Problem to work on => Please copy out every line of the listing below in which the word "cabinet" appears.

(Beginning of Data for processing)

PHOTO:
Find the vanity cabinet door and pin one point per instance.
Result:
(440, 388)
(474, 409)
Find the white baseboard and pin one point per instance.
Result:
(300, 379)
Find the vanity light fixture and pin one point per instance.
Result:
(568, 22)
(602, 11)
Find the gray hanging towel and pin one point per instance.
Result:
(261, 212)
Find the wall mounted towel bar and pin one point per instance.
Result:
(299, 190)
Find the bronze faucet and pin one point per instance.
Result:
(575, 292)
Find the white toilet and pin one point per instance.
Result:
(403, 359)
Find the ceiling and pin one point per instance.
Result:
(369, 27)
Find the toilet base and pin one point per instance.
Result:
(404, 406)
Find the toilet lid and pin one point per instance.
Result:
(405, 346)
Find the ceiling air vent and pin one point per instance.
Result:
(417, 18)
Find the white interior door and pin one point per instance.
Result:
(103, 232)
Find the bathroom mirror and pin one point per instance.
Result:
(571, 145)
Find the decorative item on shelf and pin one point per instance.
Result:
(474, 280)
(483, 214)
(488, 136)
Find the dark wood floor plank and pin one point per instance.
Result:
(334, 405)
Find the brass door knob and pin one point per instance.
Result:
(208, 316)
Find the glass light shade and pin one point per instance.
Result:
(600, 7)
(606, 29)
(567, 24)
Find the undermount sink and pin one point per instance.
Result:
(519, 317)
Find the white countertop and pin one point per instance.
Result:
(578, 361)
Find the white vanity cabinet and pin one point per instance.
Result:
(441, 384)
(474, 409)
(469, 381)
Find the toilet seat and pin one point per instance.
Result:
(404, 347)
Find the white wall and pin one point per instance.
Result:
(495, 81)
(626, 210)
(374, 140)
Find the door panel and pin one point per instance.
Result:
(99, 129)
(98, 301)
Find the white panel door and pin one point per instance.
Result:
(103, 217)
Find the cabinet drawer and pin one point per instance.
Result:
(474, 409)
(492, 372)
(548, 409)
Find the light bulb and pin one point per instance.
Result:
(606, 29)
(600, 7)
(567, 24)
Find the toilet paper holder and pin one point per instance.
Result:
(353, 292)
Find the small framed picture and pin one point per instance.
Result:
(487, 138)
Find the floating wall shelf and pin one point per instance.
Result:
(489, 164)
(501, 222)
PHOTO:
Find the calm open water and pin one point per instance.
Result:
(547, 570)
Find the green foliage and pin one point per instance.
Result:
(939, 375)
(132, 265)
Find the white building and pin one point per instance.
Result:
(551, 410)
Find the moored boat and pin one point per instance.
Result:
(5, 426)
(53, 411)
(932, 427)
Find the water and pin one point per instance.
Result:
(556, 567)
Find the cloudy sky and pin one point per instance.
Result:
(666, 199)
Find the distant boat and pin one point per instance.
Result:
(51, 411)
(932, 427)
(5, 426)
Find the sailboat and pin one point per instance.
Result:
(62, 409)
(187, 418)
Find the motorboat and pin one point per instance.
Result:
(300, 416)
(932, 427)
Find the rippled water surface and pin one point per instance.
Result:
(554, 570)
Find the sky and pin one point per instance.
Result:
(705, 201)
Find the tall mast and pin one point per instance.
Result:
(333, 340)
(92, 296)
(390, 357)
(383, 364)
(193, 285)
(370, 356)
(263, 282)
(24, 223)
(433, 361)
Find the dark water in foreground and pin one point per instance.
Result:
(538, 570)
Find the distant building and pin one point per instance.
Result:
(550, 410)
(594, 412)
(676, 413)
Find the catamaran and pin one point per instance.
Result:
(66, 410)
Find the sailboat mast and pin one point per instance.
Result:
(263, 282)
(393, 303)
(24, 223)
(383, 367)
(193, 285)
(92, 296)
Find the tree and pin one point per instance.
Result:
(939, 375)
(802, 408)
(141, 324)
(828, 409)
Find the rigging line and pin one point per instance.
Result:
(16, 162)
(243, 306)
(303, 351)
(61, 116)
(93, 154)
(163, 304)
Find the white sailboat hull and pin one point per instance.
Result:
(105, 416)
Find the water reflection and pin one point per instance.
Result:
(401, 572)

(End of Data for processing)
(Beginning of Data for processing)

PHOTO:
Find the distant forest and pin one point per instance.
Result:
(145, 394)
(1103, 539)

(End of Data for processing)

Completed task =>
Find the vanity cabinet door and pin one point per instance.
Find the white vanity cabinet and pin one point per instance.
Find the cabinet drawer and pin one point per instance.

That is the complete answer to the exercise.